- _Extrait du document_:

··········

De façon universelle, on constate que le taux de fécondité par femme ne se stabilise pas, mais commence à passer au-dessous de 2, qui est le seuil de renouvellement des générations. L’Europe était à ce stade en 1970, l’Asie en 2020, l’Amérique du Nord en 1970, l’Amérique du Sud vers 2010, l’Afrique l’atteindra entre 2060 et 2100
Fécondité. La deuxième phase de la transition démographique s’enclenche alors. Le taux de fécondité par femme commence à baisser, pour atteindre 2 en fin de phase. Le développement économique s’accompagne en effet d’une évolution des mentalités et des comportements : émancipation des femmes, contraception, montée en puissance des classes moyennes… Dans les pays développés, cette phase a été atteinte dans les années 1950.
A la fin de cette deuxième phase, le taux de croissance démographique est redevenu très faible, comme dans la période qui précédait, mais pour des raisons différentes : on est passé d’un taux de fécondité et de mortalité forts à un taux de fécondité et de mortalité faibles. La théorie de la transition démographique, telle qu’elle avait été formulée par le démographe américain Frank Notestein en 1945, devait s’arrêter là. La population mondiale devait atteindre un certain niveau et s’y tenir. Or, c’est un phénomène bien différent qui est apparu, qui n’avait pas été anticipé. Certains parlent de troisième phase de la transition démographique, d’autres de post-transition démographique.

··········

(Enregistrements d'annotation de contours)
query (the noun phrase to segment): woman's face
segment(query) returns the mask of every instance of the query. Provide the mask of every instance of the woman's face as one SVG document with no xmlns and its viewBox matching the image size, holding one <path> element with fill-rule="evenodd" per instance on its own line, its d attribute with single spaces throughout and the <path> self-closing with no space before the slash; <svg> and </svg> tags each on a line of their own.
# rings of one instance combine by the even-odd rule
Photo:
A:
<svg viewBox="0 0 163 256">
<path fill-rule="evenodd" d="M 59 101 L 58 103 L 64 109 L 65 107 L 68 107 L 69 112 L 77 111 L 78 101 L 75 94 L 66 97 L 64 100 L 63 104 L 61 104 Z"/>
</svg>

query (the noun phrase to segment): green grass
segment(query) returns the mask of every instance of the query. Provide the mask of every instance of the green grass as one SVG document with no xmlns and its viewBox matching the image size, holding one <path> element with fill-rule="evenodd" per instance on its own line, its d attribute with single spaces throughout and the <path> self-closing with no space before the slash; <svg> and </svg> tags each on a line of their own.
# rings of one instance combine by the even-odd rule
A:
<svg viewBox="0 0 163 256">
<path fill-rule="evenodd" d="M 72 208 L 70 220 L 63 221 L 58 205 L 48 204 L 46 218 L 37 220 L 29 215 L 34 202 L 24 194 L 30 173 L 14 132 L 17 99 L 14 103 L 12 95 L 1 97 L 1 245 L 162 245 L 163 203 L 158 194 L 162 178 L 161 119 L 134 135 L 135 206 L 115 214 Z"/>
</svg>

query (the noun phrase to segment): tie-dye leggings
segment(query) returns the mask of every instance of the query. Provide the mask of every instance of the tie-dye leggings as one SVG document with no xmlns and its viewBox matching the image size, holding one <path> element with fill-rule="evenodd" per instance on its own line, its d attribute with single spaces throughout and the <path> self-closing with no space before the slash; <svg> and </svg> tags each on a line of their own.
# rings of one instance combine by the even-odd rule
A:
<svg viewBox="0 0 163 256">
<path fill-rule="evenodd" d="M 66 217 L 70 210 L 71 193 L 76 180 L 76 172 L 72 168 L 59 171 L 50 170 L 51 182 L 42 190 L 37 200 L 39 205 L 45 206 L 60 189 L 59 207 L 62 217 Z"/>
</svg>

··········

- _Consigne 1_: Recopiez fidèlement le passage de l'extrait sur la transition démographique qui s'ouvre sur les mots contenant « De façon universelle, on » et se clôt sur « les années 1950. ».
- _Consigne 2_: Rédigez la suite de l'extrait sur la transition démographique en reprenant après sa dernière phrase.
La liste n'a aucun lien avec l'extrait sur la transition démographique.

- _Réponse attendue 1_:
De façon universelle, on constate que le taux de fécondité par femme ne se stabilise pas, mais commence à passer au-dessous de 2, qui est le seuil de renouvellement des générations. L’Europe était à ce stade en 1970, l’Asie en 2020, l’Amérique du Nord en 1970, l’Amérique du Sud vers 2010, l’Afrique l’atteindra entre 2060 et 2100
Fécondité. La deuxième phase de la transition démographique s’enclenche alors. Le taux de fécondité par femme commence à baisser, pour atteindre 2 en fin de phase. Le développement économique s’accompagne en effet d’une évolution des mentalités et des comportements : émancipation des femmes, contraception, montée en puissance des classes moyennes… Dans les pays développés, cette phase a été atteinte dans les années 1950.

- _Réponse attendue 2_:
De quoi s’agit-il ? De façon universelle, on constate que le taux de fécondité par femme ne se stabilise pas, mais commence à passer au-dessous de 2, qui est le seuil de renouvellement des générations. L’Europe était à ce stade en 1970, l’Asie en 2020, l’Amérique du Nord en 1970, l’Amérique du sud vers 2010, l’Afrique l’atteindra entre 2060 et 2100.
La vitesse du phénomène s’accélère sans cesse. La France a atteint ce stade en deux siècles, le Brésil en 55 ans, la Chine en 40 ans… Plusieurs explications : les anticipations pessimistes sur l’avenir – que la pandémie actuelle ne va pas améliorer –, le confort matériel qui amoindrit le désir d’enfant, la société post moderne qui nous fait entrer dans un monde de plus en plus virtuel…
Quoi qu’il en soit, le fait est là, massif : à un moment donné, une population arrête de se renouveler. Sur la période 2020-2025, les prévisions sur l’indice de fécondité sont de 1,62 en Europe, 1,76 en Amérique du Sud, 1,96 en Amérique du Nord, 1,70 en Chine… Les exemples du Japon (1,37) ou de la Corée du Sud (1,11) sont emblématiques. Contrairement à ce qu’on pourrait penser intuitivement, des populations entières d’Asie du sud-est (Bangladesh, Thaïlande, Malaisie…) sont désormais en deçà de 2.
Winter is coming. Voilà ce qu’est la post-transition démographique : les uns après les autres, les pays voient une baisse du nombre de naissances, suivie mécaniquement par la diminution du nombre de jeunes, puis de celui de l’ensemble de la population. C’est l’hiver démographique : Winter is coming…
Les conséquences sont insondables, et largement sous-estimées dans les projections politico-économiques.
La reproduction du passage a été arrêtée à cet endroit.